• WHAT TO DO:
1 > Print the passage of the luxury business article below, from "Luxury sector development" up to and including "group in Japan.", word for word.
2 > Write what comes next in the article on the luxury sector below, picking up right after its final sentence.

-- begin PASSAGE TO READ --

Luxury has a past, present and also a future, noted Financial Times editor Lionel Barber at the opening of the newspaper's annual Business of Luxury conference in Monte Carlo. "Throughout history, people have always wanted beautiful things, and been willing to pay for them," he said. LVMH chairman and CEO Bernard Arnault agreed: "All societies, civilisations and all human groups have always needed to distinguish rarity, excellence and beauty."

In this defiant mood, senior figures from the world's luxury groups, designers and economists explored the sector's development in the past 15 years, the impact of the global financial crisis on consumer attitudes and also the roles of authenticity and technology.

FT Business of Luxury
 Sculpture by Elena Gregusova
 

Luxury sector development

Providing insight into just how much the sector has changed, Angela Ahrendts, CEO of Burberry, noted: "For what looks like an old business, luxury, as we have defined it today, is actually quite new."

In the early 1990s, what was considered luxury for several hundred years was largely a small circle of family-owned or European-dominated houses offering a limited range of artisan products through limited distribution. These products were primarily purchased by a narrow consumer base in Europe and a broader group in Japan.

"If you contrast that with today," said Ahrendts, "the same companies have become global design powerhouses, are marketing-driven, internationally distributed and have diversified product beyond their origins to the point where, in some cases, the largest businesses bear no relation to the category [in which] they were founded." Price points have also broadened considerably while production has moved geographically.

The store networks of just five previously family firms - Bulgari, Gucci, Hermès, Louis Vuitton and Tiffany - tripled between 1993 and 2008, noted Ahrendts. During the same period, capital expenditure increased from €90m to €800m, and spend by this group on marketing and communications rose from around €120m to €800m. Sales increased from €2bn to €12bn over the same period.

-- end PASSAGE TO READ --
-- begin DATA PROVIDED --

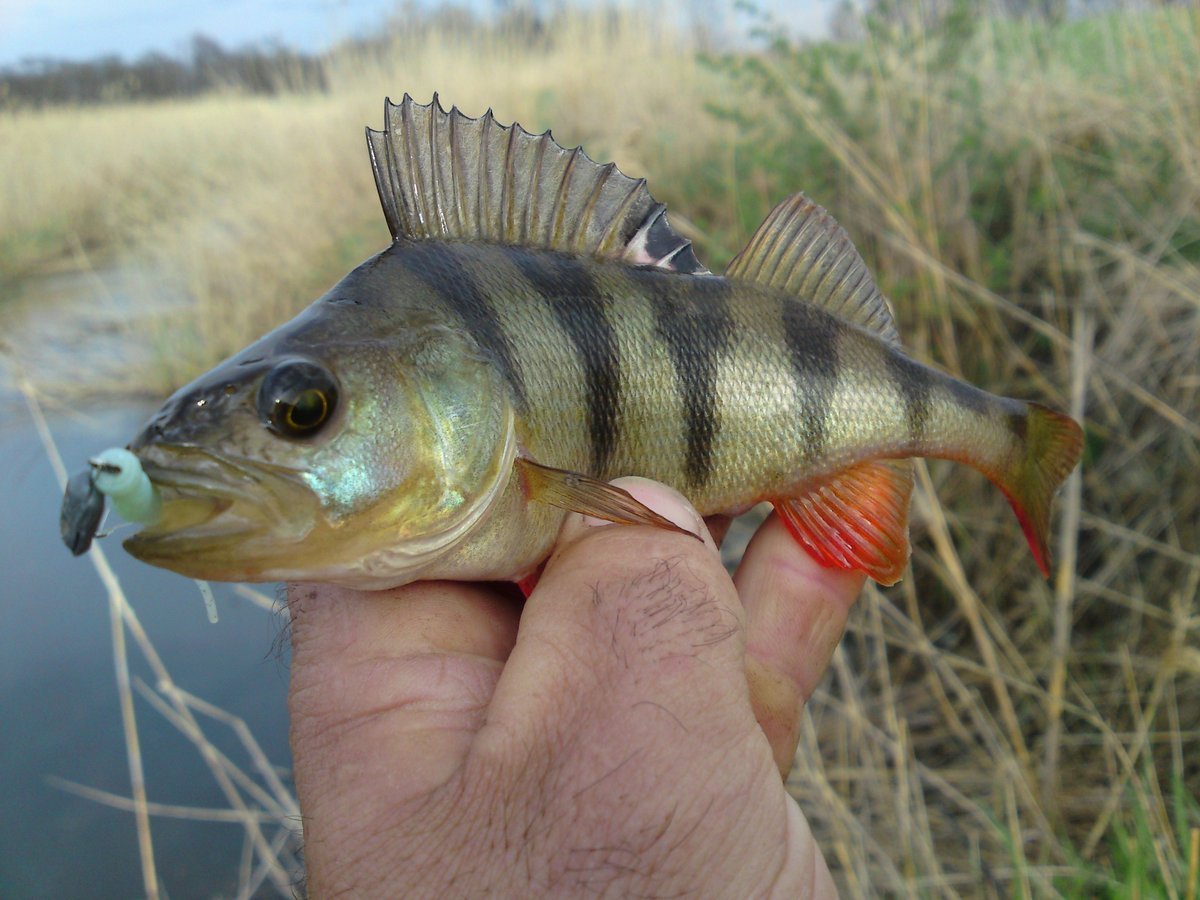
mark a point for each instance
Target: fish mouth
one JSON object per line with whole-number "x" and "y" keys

-- end DATA PROVIDED --

• RESULTS IN ORDER:
1 >
Luxury sector development

Providing insight into just how much the sector has changed, Angela Ahrendts, CEO of Burberry, noted: "For what looks like an old business, luxury, as we have defined it today, is actually quite new."

In the early 1990s, what was considered luxury for several hundred years was largely a small circle of family-owned or European-dominated houses offering a limited range of artisan products through limited distribution. These products were primarily purchased by a narrow consumer base in Europe and a broader group in Japan.

2 >
The greatest enabler of luxury's modernisation has been the diversification of the consumer base, according to Ahrendts. In order to grow, luxury expanded beyond its historical 'old money' customer, luxury firms targeted a growing class of wealthy professionals and entrepreneurs to grow.

Companies also embraced and pursued the new aspirational customer on a global scale, both at home and while travelling. "So luxury as we know it today is really about 15 years old," said Ahrendts.

The consumer and the crisis

Bernard Arnault, LVMH
 Delegates in Monte Carlo
 

According to Bain Consulting, the luxury industry will shrink by 10% this year. LVMH's Arnault acknowledged the severity of the global financial crisis but also pointed out that it will come to an end. "In its wake the consumer will change," he said, adding that: "the lowering of prices in the medium ranges has shown that vulgarised luxury is a very fragile sector - if not a mistake."

The post-crisis consumer will be less able to buy average-quality products for a high price. Instead, the new consumer will admire luxury, but will want to own something exclusive and of good quality. "When the crisis is over, the proliferation of products at lower prices will have strengthened the demand for more sophisticated products," he said.

Sustainability is now key to all industrial activity, said Arnault, and consumer attitudes to the issue are changing. Currently, consumers are challenging rudimentary assumptions to the extent that even the principle of the car is now contested. Some industries will not survive the recession, he predicted.

Authenticity

Panel debate on factory ownership
 Rupert Sanderson shoes 'Made in Italy'
 

There was a consensus view among speakers that authenticity will become a defining characteristic of luxury. Linking authenticity to provenance, Hans-Kristian Hoejsgaard, president and CEO of US-based Timex Group, reminded delegates that for a watch to claim it is 'Swiss-made', at least 60% of the work must be undertaken in Switzerland. "There is a tremendous push from a number of Swiss brands to increase that percentage to 80%."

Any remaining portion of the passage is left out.